§ Task to carry out
Lay out the items below as a numbered list, from their first line through the line containing "615 24 L 615", including both ends and skipping blank lines. Omit the pictures.

** Start Data rows **

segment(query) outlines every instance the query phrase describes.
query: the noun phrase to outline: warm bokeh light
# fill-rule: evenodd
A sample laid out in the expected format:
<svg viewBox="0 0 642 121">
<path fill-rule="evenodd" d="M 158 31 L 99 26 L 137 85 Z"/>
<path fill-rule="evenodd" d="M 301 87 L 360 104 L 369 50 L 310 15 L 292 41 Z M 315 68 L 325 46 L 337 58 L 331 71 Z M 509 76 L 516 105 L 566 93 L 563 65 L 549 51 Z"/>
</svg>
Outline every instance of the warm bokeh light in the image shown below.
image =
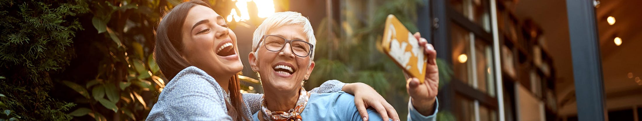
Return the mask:
<svg viewBox="0 0 642 121">
<path fill-rule="evenodd" d="M 274 13 L 274 1 L 272 0 L 238 0 L 235 4 L 238 8 L 239 13 L 236 10 L 232 8 L 230 15 L 227 15 L 227 21 L 231 22 L 232 19 L 234 21 L 247 21 L 250 20 L 250 13 L 248 12 L 248 2 L 254 2 L 256 4 L 257 15 L 260 18 L 266 18 Z"/>
<path fill-rule="evenodd" d="M 622 39 L 620 38 L 620 37 L 615 37 L 615 39 L 613 39 L 613 42 L 615 42 L 615 45 L 619 46 L 622 44 Z"/>
<path fill-rule="evenodd" d="M 615 24 L 615 17 L 609 16 L 609 17 L 606 19 L 606 21 L 609 22 L 609 25 L 613 25 Z"/>
<path fill-rule="evenodd" d="M 227 22 L 232 22 L 232 20 L 234 20 L 236 22 L 239 22 L 241 19 L 241 17 L 239 17 L 239 14 L 236 13 L 236 9 L 232 8 L 232 12 L 230 12 L 230 15 L 227 15 Z"/>
<path fill-rule="evenodd" d="M 250 13 L 247 12 L 247 3 L 252 1 L 251 0 L 238 0 L 236 1 L 236 8 L 239 8 L 239 12 L 241 15 L 240 20 L 245 21 L 250 20 Z M 259 10 L 261 11 L 261 10 Z"/>
<path fill-rule="evenodd" d="M 458 60 L 459 63 L 466 63 L 466 61 L 468 60 L 468 56 L 466 56 L 466 54 L 460 54 Z"/>
<path fill-rule="evenodd" d="M 274 13 L 274 1 L 272 0 L 254 0 L 256 8 L 259 10 L 258 16 L 266 18 Z"/>
</svg>

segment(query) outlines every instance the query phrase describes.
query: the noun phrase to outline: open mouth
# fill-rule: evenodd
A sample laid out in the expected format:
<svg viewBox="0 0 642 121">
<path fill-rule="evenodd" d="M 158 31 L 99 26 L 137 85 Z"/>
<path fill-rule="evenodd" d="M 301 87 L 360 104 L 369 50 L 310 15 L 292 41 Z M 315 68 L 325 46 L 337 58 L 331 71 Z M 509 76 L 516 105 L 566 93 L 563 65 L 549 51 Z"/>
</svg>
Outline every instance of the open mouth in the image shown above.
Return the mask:
<svg viewBox="0 0 642 121">
<path fill-rule="evenodd" d="M 234 45 L 232 44 L 232 42 L 227 42 L 218 47 L 216 54 L 220 56 L 228 56 L 236 54 L 235 52 Z"/>
<path fill-rule="evenodd" d="M 292 75 L 296 70 L 292 69 L 292 67 L 290 65 L 285 65 L 288 64 L 282 65 L 276 65 L 272 69 L 274 69 L 275 72 L 277 73 L 281 74 L 283 75 Z"/>
</svg>

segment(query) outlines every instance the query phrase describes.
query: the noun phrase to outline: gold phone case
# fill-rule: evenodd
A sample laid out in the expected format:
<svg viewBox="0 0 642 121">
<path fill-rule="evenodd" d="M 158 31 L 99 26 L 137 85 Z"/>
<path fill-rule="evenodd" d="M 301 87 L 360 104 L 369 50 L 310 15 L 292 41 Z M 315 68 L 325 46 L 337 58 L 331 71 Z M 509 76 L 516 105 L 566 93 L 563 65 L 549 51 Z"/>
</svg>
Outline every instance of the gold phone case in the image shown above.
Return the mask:
<svg viewBox="0 0 642 121">
<path fill-rule="evenodd" d="M 423 83 L 428 60 L 428 57 L 424 55 L 424 47 L 419 45 L 417 38 L 395 15 L 388 15 L 385 25 L 381 41 L 384 53 L 410 76 L 417 77 Z"/>
</svg>

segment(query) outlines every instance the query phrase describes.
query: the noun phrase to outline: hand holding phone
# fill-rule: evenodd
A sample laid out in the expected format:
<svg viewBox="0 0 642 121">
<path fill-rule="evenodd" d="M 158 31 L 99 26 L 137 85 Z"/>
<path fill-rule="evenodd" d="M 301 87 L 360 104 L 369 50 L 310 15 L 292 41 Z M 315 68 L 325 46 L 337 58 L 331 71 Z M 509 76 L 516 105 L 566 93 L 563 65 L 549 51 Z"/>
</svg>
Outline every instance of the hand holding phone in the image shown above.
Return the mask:
<svg viewBox="0 0 642 121">
<path fill-rule="evenodd" d="M 385 26 L 381 42 L 384 53 L 410 76 L 423 83 L 428 60 L 423 53 L 424 46 L 419 45 L 417 38 L 394 15 L 388 15 Z"/>
</svg>

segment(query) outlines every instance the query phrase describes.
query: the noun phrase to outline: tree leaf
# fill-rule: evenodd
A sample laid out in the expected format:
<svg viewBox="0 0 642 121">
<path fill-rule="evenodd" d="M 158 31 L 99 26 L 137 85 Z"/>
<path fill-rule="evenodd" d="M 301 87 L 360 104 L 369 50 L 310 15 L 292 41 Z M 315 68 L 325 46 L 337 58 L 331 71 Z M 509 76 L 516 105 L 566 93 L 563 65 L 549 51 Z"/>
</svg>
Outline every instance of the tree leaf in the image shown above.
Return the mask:
<svg viewBox="0 0 642 121">
<path fill-rule="evenodd" d="M 141 102 L 141 104 L 143 104 L 143 106 L 144 106 L 145 109 L 147 109 L 147 104 L 145 104 L 145 100 L 143 99 L 143 97 L 138 95 L 138 93 L 135 92 L 132 92 L 132 93 L 133 93 L 134 96 L 136 97 L 136 99 L 138 99 L 138 101 Z"/>
<path fill-rule="evenodd" d="M 154 60 L 153 54 L 150 54 L 150 56 L 147 58 L 147 66 L 150 67 L 150 70 L 152 70 L 152 74 L 155 74 L 160 70 L 159 68 L 159 65 L 156 64 L 156 61 Z"/>
<path fill-rule="evenodd" d="M 121 108 L 121 109 L 123 110 L 123 113 L 125 113 L 125 115 L 132 118 L 132 120 L 136 120 L 136 118 L 134 116 L 134 113 L 132 113 L 132 111 L 129 111 L 129 109 Z"/>
<path fill-rule="evenodd" d="M 103 98 L 98 99 L 98 102 L 100 102 L 100 104 L 102 104 L 105 108 L 112 110 L 114 112 L 118 111 L 118 107 L 116 107 L 116 104 L 114 102 L 109 102 L 109 101 Z"/>
<path fill-rule="evenodd" d="M 141 88 L 146 88 L 148 90 L 153 88 L 153 86 L 152 86 L 152 83 L 147 80 L 143 80 L 143 79 L 134 80 L 132 81 L 132 83 Z"/>
<path fill-rule="evenodd" d="M 120 86 L 121 90 L 125 90 L 125 88 L 129 87 L 129 85 L 132 85 L 132 83 L 130 83 L 130 82 L 121 82 L 121 83 L 119 83 L 118 85 Z"/>
<path fill-rule="evenodd" d="M 120 92 L 114 84 L 105 85 L 105 93 L 107 94 L 107 99 L 112 102 L 116 103 L 120 99 Z"/>
<path fill-rule="evenodd" d="M 6 107 L 6 105 L 4 104 L 4 103 L 0 102 L 0 107 Z"/>
<path fill-rule="evenodd" d="M 153 80 L 154 83 L 156 83 L 156 85 L 160 86 L 161 88 L 165 88 L 165 81 L 163 81 L 160 77 L 156 76 L 152 76 L 152 80 Z"/>
<path fill-rule="evenodd" d="M 91 109 L 89 108 L 80 108 L 74 111 L 72 111 L 71 113 L 69 113 L 69 115 L 74 117 L 82 117 L 91 111 Z"/>
<path fill-rule="evenodd" d="M 87 91 L 87 89 L 85 89 L 85 88 L 82 87 L 82 86 L 76 84 L 76 83 L 68 81 L 62 81 L 62 83 L 64 84 L 65 85 L 67 85 L 67 86 L 71 88 L 71 89 L 73 89 L 76 92 L 78 92 L 78 93 L 82 95 L 83 97 L 85 97 L 85 98 L 89 99 L 89 92 Z"/>
<path fill-rule="evenodd" d="M 134 59 L 134 68 L 138 72 L 138 79 L 147 79 L 152 76 L 150 73 L 147 72 L 147 69 L 145 69 L 145 65 L 143 64 L 143 61 L 138 59 Z"/>
<path fill-rule="evenodd" d="M 103 99 L 105 97 L 105 87 L 103 85 L 94 86 L 91 90 L 91 95 L 94 95 L 94 99 Z"/>
<path fill-rule="evenodd" d="M 94 18 L 91 19 L 91 24 L 94 24 L 94 28 L 96 28 L 96 30 L 98 31 L 98 33 L 102 33 L 107 31 L 107 23 L 98 16 L 94 16 Z"/>
<path fill-rule="evenodd" d="M 114 33 L 114 31 L 112 31 L 112 29 L 110 29 L 109 28 L 107 28 L 106 29 L 107 31 L 107 33 L 109 33 L 109 36 L 111 37 L 112 40 L 114 40 L 114 42 L 116 42 L 116 44 L 118 45 L 119 47 L 123 46 L 123 42 L 121 42 L 120 38 L 118 38 L 116 33 Z"/>
<path fill-rule="evenodd" d="M 134 4 L 127 4 L 118 8 L 119 10 L 126 10 L 128 9 L 138 9 L 138 6 Z"/>
<path fill-rule="evenodd" d="M 131 47 L 134 48 L 134 51 L 135 52 L 134 54 L 138 56 L 138 58 L 144 59 L 143 54 L 145 53 L 143 52 L 143 45 L 136 42 L 132 42 Z"/>
</svg>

** End Data rows **

§ Task response
1. segment(query) outlines every instance the query phrase describes.
2. query: the noun phrase to outline: warm bokeh light
3. # fill-rule: evenodd
4. A sample laid out in the expected format:
5. <svg viewBox="0 0 642 121">
6. <path fill-rule="evenodd" d="M 158 31 L 99 26 L 137 85 Z"/>
7. <path fill-rule="evenodd" d="M 301 87 L 360 104 L 369 50 L 310 15 L 292 41 Z M 315 68 L 325 46 L 337 58 L 331 71 Z M 509 76 L 516 105 L 566 93 L 563 65 L 549 51 Z"/>
8. </svg>
9. Outline every instance of the warm bokeh light in the image shown below.
10. image =
11. Return the mask:
12. <svg viewBox="0 0 642 121">
13. <path fill-rule="evenodd" d="M 274 13 L 274 1 L 272 0 L 238 0 L 235 4 L 238 8 L 239 13 L 236 10 L 232 8 L 230 15 L 227 15 L 227 21 L 231 22 L 232 19 L 234 21 L 247 21 L 250 20 L 250 13 L 248 12 L 248 2 L 254 2 L 256 4 L 257 15 L 260 18 L 266 18 Z"/>
14. <path fill-rule="evenodd" d="M 622 39 L 620 38 L 620 37 L 615 37 L 615 39 L 613 39 L 613 42 L 615 42 L 615 45 L 619 46 L 622 44 Z"/>
15. <path fill-rule="evenodd" d="M 615 24 L 615 17 L 609 16 L 609 17 L 606 19 L 606 21 L 609 22 L 609 25 L 613 25 Z"/>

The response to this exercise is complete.